Coordinate annotation records =>
[start]

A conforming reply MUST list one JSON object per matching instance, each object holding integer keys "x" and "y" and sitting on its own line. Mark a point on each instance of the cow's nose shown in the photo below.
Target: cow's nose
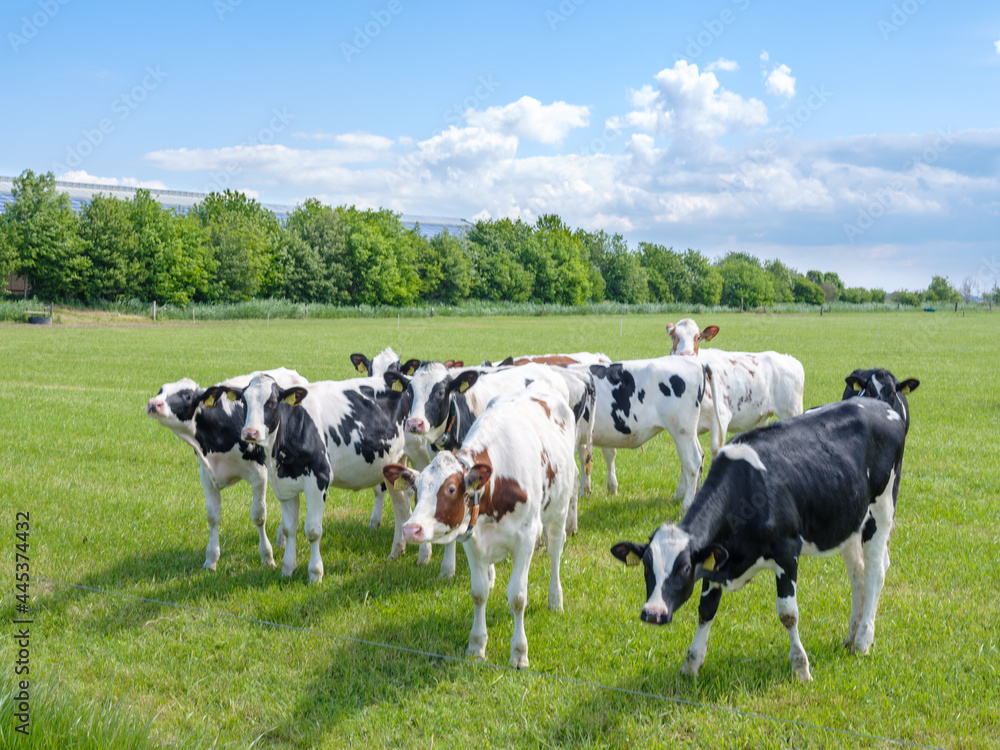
{"x": 411, "y": 532}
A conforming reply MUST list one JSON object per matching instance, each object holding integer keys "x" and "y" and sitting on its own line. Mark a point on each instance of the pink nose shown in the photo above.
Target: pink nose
{"x": 411, "y": 532}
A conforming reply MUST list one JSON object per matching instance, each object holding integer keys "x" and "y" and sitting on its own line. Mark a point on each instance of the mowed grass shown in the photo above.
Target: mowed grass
{"x": 116, "y": 505}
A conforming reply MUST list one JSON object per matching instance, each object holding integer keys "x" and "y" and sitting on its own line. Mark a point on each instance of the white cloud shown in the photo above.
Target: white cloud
{"x": 529, "y": 118}
{"x": 691, "y": 107}
{"x": 781, "y": 82}
{"x": 722, "y": 64}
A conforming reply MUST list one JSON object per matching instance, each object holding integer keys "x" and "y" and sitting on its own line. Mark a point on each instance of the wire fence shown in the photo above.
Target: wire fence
{"x": 473, "y": 664}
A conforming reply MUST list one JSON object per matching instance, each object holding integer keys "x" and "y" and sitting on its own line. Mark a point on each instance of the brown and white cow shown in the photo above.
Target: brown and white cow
{"x": 514, "y": 474}
{"x": 752, "y": 386}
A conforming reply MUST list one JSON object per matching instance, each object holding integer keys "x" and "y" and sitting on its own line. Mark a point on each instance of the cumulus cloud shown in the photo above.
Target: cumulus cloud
{"x": 529, "y": 118}
{"x": 722, "y": 64}
{"x": 690, "y": 107}
{"x": 781, "y": 82}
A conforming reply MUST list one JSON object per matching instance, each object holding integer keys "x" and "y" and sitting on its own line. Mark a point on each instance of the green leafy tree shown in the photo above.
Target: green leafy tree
{"x": 319, "y": 267}
{"x": 670, "y": 280}
{"x": 706, "y": 281}
{"x": 40, "y": 232}
{"x": 745, "y": 281}
{"x": 495, "y": 248}
{"x": 806, "y": 291}
{"x": 445, "y": 269}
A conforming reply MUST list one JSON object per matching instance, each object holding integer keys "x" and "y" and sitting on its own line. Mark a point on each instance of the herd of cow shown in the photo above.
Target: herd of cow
{"x": 484, "y": 455}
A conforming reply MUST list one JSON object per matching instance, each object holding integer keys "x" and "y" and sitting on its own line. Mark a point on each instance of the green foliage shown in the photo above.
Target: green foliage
{"x": 744, "y": 281}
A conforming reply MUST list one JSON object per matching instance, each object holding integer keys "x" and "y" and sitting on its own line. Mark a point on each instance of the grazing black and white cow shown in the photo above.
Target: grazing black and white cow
{"x": 326, "y": 434}
{"x": 514, "y": 474}
{"x": 223, "y": 457}
{"x": 444, "y": 409}
{"x": 637, "y": 399}
{"x": 752, "y": 386}
{"x": 819, "y": 483}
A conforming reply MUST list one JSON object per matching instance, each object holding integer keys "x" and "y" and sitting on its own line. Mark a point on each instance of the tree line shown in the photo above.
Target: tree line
{"x": 229, "y": 248}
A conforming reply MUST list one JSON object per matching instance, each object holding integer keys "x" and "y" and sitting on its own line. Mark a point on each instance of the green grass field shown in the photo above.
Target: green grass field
{"x": 115, "y": 505}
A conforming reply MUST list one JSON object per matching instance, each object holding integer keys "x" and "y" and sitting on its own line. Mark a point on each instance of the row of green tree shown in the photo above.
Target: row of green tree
{"x": 230, "y": 248}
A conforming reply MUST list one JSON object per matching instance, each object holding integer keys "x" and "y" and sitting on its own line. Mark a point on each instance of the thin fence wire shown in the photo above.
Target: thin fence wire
{"x": 597, "y": 686}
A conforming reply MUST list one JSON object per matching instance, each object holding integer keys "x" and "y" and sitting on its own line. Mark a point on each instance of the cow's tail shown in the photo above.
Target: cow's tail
{"x": 716, "y": 432}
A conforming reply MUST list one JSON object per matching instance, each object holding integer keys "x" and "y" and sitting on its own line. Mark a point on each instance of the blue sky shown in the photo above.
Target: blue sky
{"x": 860, "y": 137}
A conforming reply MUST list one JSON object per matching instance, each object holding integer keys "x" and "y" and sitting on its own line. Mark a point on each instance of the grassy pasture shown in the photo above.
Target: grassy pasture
{"x": 115, "y": 504}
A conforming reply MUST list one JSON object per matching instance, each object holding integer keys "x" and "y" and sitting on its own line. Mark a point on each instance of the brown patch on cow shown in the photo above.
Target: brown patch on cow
{"x": 450, "y": 508}
{"x": 554, "y": 359}
{"x": 544, "y": 406}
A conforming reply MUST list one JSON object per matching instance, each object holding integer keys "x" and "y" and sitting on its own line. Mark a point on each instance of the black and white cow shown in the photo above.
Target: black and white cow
{"x": 326, "y": 434}
{"x": 223, "y": 457}
{"x": 752, "y": 386}
{"x": 637, "y": 399}
{"x": 514, "y": 474}
{"x": 444, "y": 408}
{"x": 819, "y": 483}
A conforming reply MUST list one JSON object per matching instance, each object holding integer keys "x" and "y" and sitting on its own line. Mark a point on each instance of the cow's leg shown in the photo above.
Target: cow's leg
{"x": 554, "y": 544}
{"x": 315, "y": 505}
{"x": 479, "y": 573}
{"x": 609, "y": 459}
{"x": 855, "y": 562}
{"x": 788, "y": 613}
{"x": 710, "y": 595}
{"x": 213, "y": 511}
{"x": 448, "y": 561}
{"x": 400, "y": 512}
{"x": 692, "y": 459}
{"x": 290, "y": 526}
{"x": 258, "y": 514}
{"x": 379, "y": 491}
{"x": 517, "y": 593}
{"x": 874, "y": 542}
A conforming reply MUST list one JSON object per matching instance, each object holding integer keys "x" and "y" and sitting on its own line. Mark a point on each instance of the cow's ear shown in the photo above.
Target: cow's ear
{"x": 464, "y": 381}
{"x": 210, "y": 396}
{"x": 395, "y": 382}
{"x": 399, "y": 477}
{"x": 478, "y": 476}
{"x": 629, "y": 553}
{"x": 711, "y": 557}
{"x": 361, "y": 363}
{"x": 293, "y": 396}
{"x": 709, "y": 333}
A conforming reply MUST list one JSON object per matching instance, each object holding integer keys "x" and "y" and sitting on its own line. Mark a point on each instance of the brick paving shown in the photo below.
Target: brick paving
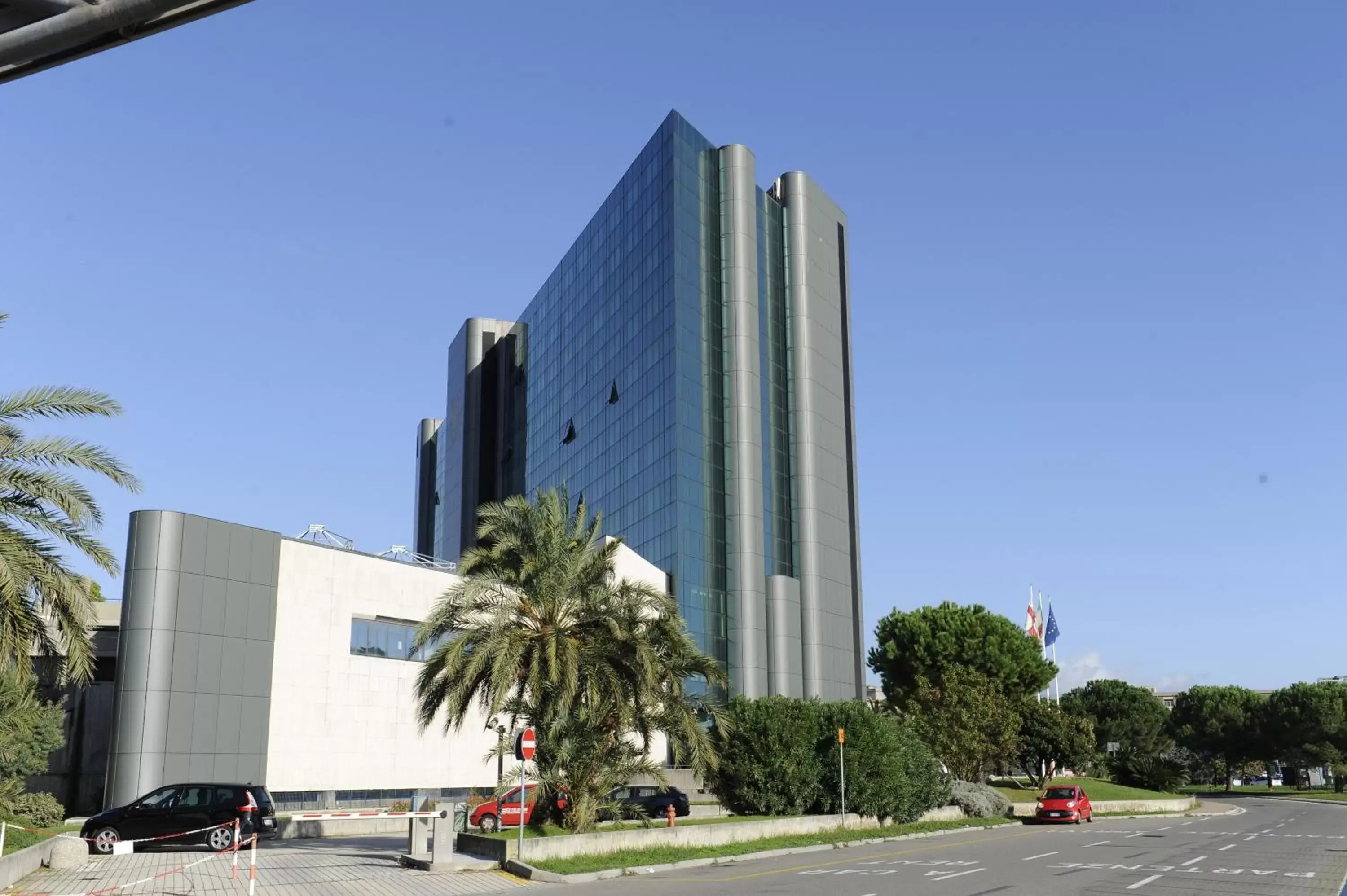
{"x": 282, "y": 871}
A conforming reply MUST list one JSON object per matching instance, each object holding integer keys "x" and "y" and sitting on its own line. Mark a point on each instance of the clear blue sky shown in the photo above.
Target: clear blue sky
{"x": 1098, "y": 258}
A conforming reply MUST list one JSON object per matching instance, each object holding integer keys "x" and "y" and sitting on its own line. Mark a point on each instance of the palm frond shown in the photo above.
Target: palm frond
{"x": 57, "y": 402}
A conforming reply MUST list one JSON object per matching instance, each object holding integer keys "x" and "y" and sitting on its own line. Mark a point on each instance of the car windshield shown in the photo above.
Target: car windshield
{"x": 159, "y": 799}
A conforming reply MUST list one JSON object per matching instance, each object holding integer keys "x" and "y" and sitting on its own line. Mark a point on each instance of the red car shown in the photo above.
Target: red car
{"x": 491, "y": 816}
{"x": 1065, "y": 804}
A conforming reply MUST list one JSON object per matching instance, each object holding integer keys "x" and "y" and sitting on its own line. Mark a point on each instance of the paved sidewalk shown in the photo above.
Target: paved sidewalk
{"x": 282, "y": 871}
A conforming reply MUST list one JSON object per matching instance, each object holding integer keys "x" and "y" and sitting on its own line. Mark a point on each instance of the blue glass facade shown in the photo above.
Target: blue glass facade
{"x": 627, "y": 383}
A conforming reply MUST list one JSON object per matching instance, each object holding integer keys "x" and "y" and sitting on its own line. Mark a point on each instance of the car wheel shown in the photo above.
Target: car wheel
{"x": 104, "y": 840}
{"x": 220, "y": 839}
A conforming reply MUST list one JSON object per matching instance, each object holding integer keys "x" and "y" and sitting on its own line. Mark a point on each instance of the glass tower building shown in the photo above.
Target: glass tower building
{"x": 686, "y": 369}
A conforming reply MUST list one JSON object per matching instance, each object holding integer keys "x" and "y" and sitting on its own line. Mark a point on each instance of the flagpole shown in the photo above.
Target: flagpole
{"x": 1042, "y": 637}
{"x": 1039, "y": 696}
{"x": 1056, "y": 680}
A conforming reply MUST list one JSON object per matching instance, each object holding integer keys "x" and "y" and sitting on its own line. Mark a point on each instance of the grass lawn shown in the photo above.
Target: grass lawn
{"x": 665, "y": 855}
{"x": 1097, "y": 790}
{"x": 553, "y": 830}
{"x": 17, "y": 839}
{"x": 1263, "y": 791}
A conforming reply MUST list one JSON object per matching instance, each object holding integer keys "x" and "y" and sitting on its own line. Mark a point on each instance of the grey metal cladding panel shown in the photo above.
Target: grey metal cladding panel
{"x": 177, "y": 769}
{"x": 204, "y": 716}
{"x": 227, "y": 767}
{"x": 157, "y": 723}
{"x": 151, "y": 771}
{"x": 170, "y": 541}
{"x": 193, "y": 545}
{"x": 227, "y": 723}
{"x": 159, "y": 669}
{"x": 213, "y": 607}
{"x": 139, "y": 610}
{"x": 201, "y": 767}
{"x": 186, "y": 646}
{"x": 131, "y": 720}
{"x": 166, "y": 600}
{"x": 250, "y": 769}
{"x": 192, "y": 589}
{"x": 208, "y": 663}
{"x": 744, "y": 491}
{"x": 251, "y": 728}
{"x": 134, "y": 659}
{"x": 182, "y": 709}
{"x": 256, "y": 669}
{"x": 236, "y": 608}
{"x": 217, "y": 549}
{"x": 240, "y": 553}
{"x": 232, "y": 666}
{"x": 143, "y": 548}
{"x": 259, "y": 612}
{"x": 266, "y": 558}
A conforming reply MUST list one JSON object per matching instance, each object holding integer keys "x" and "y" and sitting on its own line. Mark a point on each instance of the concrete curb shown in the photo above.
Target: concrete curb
{"x": 528, "y": 872}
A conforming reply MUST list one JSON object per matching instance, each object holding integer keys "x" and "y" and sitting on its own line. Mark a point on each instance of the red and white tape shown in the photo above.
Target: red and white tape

[end]

Work to complete =>
Reproduce the lines from the one containing "curb shown in the photo above." to the end of the entries, keeping both ends and adding nothing.

Written answer =>
A conforming reply MUST list one JSON object per matching instance, each object holding integer keys "x" and "y" and sitting on its own line. Mark a point on each instance of the concrete curb shown in the photo above.
Target: concrete curb
{"x": 528, "y": 872}
A conforming reply MUST list one JSON object per matching instance, each object holding integer keys "x" and "y" and sitting on its own line. Mark a point on each instance of the red and white tape shown in the photo above.
Target: red and white tape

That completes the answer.